Reproduce word for word the stretch of the commentary on the bishops' response to the health care bill from "This must be" through "stand more forthrightly.".

=== DOCUMENT EXCERPT ===

The bishops pull in their horns

Yesterday Thomas Reese, S.J., sometime editor of America, gave the Catholic bishops some unsolicited advice on how they should respond to passage of the health care bill that they opposed. Today they issued their response–and it tracks the advice pretty well. Reese urged them to praise the good things in the bill, and they do. […]

Yesterday Thomas Reese, S.J., sometime editor of America, gave the Catholic bishops some unsolicited advice on how they should respond to passage of the health care bill that they opposed. Today they issued their response–and it tracks the advice pretty well.

Reese urged them to praise the good things in the bill, and they do. He said they should express hope for the effectiveness of the restrictions on abortion funding negotiated by Rep. Bart Stupak and his fellow pro-life Catholics, and they nod in that direction. He also said they could make clear that they’ll be monitoring the situation, and they do that too. They even follow his prescription to acknowledge that their disagreement with the Stupak group has to do with prudential judgment about legislative language rather than pro-life principle–but you have to read the relevant paragraph really closely to understand that:

As bishops, we wish to recognize the principled actions of the pro-life
Members of Congress from both parties, in the House and the Senate,
who have worked courageously to create legislation that respects the
principles outlined above. They have often been vilified and have
worked against great odds.

This must be taken to include Stupak & Co. They were harshly criticized by the pro-HCR forces, and the bishops are saying that they acted out of principle, and on behalf of their principles. With the vilification now coming from the other side, the bishops must be understood as standing up for them. It would have been nice if they had they taken their stand more forthrightly.


It would also have been nice if they hadn’t felt compelled to reiterate their deceptive claim that the new statute departs from existing principle in the way it enables some women to obtain abortions. As they know full well, Medicaid engages in “funding and facilitating plans that cover abortion” by providing health coverage for poor people–insofar as states can (and many do) supplement it by providing abortion coverage. The new statute merely permits subsidized individuals to do with their own money what states do with theirs, in a program that the bishops support.

=== RECORDED INFORMATION ===

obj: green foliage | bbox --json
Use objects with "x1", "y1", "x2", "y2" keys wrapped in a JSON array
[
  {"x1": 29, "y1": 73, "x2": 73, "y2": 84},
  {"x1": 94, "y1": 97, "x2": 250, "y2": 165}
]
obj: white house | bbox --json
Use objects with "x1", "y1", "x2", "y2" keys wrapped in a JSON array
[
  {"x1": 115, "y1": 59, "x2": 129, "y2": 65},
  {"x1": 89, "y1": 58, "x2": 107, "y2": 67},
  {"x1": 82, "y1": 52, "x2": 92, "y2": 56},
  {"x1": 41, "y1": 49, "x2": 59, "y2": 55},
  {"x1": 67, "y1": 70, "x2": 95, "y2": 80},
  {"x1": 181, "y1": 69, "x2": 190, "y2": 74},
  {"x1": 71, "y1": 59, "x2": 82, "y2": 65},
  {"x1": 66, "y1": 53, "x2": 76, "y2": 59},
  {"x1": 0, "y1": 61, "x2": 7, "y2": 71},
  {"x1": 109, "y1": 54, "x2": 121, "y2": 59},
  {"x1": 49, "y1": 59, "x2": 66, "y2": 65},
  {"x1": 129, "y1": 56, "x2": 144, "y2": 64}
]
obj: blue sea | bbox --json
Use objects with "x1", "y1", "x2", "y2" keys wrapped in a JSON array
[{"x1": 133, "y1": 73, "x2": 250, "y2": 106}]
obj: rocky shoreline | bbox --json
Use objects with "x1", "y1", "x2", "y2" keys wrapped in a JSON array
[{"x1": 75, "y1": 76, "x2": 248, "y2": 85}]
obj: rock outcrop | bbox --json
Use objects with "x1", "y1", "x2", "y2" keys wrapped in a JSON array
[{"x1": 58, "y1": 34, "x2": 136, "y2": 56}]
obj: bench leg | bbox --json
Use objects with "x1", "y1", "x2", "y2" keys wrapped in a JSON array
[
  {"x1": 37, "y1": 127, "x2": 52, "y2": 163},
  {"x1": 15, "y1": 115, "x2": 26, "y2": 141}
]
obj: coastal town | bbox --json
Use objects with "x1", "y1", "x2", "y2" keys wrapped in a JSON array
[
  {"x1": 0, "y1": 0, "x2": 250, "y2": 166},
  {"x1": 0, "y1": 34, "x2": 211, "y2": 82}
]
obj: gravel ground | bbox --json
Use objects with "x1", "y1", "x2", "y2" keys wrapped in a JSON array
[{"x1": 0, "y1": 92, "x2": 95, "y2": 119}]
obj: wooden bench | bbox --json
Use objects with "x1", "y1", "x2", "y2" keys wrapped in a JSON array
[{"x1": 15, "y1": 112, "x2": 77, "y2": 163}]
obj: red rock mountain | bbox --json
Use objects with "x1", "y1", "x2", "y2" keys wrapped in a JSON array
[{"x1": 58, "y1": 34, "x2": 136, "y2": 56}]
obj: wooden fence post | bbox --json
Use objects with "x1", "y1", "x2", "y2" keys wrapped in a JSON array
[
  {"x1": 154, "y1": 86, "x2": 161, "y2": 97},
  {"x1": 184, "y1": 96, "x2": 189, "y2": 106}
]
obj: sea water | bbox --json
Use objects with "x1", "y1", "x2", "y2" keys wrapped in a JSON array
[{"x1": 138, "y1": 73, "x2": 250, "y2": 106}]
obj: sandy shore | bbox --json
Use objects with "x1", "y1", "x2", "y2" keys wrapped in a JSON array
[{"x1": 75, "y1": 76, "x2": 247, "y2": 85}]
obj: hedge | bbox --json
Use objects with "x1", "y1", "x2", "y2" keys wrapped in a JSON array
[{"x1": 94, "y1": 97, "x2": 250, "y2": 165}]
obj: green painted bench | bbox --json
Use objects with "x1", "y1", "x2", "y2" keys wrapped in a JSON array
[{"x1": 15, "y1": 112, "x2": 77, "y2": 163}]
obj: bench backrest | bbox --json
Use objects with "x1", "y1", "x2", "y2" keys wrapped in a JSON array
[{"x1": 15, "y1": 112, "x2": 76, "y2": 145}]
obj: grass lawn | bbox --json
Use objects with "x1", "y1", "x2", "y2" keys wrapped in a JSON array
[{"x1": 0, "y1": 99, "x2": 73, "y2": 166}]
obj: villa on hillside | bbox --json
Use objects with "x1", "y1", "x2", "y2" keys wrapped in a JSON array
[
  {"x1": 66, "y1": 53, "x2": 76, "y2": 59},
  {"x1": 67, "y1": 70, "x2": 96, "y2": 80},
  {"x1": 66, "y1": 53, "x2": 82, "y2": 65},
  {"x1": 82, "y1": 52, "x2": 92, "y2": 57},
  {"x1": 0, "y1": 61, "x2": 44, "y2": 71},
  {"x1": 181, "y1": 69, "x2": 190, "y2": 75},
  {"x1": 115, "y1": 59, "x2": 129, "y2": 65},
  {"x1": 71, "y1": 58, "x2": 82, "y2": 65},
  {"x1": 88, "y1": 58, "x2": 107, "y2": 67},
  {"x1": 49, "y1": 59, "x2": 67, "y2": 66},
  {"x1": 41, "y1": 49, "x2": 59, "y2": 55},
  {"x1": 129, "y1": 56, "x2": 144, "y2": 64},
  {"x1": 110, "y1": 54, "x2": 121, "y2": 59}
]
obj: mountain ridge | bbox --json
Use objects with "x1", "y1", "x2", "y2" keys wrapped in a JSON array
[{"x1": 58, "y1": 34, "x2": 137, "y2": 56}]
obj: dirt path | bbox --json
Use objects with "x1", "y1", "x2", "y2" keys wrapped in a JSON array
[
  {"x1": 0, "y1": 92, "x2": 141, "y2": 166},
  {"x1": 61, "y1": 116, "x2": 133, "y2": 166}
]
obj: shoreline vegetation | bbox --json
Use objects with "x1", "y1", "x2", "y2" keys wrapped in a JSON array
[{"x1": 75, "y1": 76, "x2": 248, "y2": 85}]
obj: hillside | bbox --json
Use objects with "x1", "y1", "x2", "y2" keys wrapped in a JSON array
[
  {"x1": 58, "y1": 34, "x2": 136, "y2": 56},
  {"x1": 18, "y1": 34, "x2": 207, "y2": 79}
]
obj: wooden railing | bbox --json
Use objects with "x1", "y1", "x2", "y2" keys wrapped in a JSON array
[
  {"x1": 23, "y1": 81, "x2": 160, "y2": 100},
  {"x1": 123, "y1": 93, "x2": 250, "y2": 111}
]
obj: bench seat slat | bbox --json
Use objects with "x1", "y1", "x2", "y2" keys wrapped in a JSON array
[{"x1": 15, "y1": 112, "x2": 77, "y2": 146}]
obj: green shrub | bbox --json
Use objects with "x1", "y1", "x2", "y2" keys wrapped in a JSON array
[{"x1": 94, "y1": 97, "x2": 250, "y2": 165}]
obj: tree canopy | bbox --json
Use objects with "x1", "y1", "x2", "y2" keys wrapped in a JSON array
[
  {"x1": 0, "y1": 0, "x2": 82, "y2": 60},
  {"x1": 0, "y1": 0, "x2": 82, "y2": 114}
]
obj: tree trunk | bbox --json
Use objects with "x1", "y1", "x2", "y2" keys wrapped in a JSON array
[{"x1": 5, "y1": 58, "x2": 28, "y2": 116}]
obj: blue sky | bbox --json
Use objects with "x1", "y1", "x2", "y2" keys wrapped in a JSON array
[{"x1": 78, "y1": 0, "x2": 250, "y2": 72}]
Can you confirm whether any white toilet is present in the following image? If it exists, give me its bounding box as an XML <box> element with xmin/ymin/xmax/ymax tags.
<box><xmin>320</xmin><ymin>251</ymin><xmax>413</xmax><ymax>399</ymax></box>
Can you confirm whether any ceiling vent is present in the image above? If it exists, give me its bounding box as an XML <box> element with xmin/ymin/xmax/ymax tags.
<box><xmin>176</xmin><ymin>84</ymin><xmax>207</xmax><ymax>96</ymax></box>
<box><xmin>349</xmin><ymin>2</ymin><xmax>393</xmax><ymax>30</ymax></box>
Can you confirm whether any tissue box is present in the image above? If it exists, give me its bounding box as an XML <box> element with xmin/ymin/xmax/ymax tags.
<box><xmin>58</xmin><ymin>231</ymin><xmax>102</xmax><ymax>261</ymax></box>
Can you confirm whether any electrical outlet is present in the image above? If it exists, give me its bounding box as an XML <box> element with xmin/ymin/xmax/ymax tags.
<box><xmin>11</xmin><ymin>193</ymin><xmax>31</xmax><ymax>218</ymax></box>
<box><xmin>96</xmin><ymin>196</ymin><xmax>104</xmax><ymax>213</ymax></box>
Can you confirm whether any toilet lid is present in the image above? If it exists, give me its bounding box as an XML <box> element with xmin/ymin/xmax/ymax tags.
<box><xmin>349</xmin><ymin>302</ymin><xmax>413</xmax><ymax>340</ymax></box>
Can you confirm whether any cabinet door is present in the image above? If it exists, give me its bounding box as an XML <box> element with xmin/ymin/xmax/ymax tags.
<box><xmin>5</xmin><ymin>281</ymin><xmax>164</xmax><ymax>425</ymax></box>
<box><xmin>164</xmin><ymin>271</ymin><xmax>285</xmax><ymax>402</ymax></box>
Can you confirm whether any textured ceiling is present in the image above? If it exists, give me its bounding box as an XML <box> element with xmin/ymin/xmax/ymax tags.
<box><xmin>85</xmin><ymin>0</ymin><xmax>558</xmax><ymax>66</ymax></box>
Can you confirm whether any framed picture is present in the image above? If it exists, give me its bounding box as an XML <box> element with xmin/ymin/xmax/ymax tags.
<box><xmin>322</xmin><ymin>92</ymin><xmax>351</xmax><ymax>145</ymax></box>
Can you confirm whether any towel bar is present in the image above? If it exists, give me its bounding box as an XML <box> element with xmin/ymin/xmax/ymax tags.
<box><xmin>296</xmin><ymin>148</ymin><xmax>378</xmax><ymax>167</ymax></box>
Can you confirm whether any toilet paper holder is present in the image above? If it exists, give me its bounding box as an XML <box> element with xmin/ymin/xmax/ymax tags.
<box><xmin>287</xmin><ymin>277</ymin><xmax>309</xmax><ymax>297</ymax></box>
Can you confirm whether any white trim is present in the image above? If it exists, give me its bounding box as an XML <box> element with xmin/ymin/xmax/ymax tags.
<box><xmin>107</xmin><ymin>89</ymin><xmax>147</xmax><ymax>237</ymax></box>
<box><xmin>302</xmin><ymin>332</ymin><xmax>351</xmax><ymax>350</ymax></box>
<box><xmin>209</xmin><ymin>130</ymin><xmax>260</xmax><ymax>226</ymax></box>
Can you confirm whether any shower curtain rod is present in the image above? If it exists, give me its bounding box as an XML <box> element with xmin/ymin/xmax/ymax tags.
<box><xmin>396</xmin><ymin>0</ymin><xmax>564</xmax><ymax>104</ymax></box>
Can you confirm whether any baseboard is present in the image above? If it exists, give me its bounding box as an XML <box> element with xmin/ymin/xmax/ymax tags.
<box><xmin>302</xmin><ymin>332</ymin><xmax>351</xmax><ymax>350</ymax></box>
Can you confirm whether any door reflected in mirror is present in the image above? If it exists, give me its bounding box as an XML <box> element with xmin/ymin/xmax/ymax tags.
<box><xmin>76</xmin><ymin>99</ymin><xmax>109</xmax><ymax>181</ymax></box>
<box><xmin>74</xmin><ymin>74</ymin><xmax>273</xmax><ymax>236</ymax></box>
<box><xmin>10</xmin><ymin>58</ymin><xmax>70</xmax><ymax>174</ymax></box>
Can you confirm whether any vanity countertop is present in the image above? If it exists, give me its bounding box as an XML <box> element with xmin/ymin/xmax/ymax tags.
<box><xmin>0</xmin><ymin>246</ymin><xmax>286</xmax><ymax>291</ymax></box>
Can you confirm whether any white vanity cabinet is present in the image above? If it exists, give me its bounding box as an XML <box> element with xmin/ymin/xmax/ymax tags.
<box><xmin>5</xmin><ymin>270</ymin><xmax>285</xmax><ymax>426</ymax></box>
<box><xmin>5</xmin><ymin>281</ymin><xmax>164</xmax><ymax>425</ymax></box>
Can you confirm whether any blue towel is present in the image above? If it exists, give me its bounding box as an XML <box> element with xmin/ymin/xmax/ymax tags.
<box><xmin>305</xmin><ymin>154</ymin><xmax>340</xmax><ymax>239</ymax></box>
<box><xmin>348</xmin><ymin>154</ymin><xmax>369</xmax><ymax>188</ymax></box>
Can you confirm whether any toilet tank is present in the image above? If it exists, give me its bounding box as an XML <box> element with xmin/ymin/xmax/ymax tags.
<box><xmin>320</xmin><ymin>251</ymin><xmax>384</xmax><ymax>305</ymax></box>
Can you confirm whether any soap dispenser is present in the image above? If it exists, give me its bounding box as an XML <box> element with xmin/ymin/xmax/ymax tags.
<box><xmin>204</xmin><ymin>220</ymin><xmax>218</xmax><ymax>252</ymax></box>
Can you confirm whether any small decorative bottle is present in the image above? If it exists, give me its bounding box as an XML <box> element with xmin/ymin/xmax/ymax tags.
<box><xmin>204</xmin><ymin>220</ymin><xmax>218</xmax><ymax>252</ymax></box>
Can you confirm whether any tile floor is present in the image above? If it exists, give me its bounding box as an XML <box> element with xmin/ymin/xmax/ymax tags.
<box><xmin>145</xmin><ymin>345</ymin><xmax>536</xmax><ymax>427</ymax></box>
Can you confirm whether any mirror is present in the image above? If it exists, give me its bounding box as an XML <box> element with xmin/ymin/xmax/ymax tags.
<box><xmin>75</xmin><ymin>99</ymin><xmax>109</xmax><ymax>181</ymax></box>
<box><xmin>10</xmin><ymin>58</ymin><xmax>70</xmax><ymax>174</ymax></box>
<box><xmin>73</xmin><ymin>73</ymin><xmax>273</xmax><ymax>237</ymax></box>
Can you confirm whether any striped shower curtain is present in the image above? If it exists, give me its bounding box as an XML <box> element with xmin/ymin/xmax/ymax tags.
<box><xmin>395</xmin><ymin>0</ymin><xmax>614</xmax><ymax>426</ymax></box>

===

— TASK ANSWER —
This must be taken to include Stupak & Co. They were harshly criticized by the pro-HCR forces, and the bishops are saying that they acted out of principle, and on behalf of their principles. With the vilification now coming from the other side, the bishops must be understood as standing up for them. It would have been nice if they had they taken their stand more forthrightly.